Count the lines in the listing below that contain the string "coastline", treating uppercase and lowercase letters as different. Reply with only the number.

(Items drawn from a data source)
+-------+
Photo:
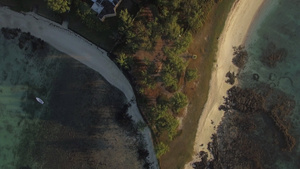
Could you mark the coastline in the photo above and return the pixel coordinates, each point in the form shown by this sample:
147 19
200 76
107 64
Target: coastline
80 49
238 24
+-------+
### [CORRECT RESPONSE]
2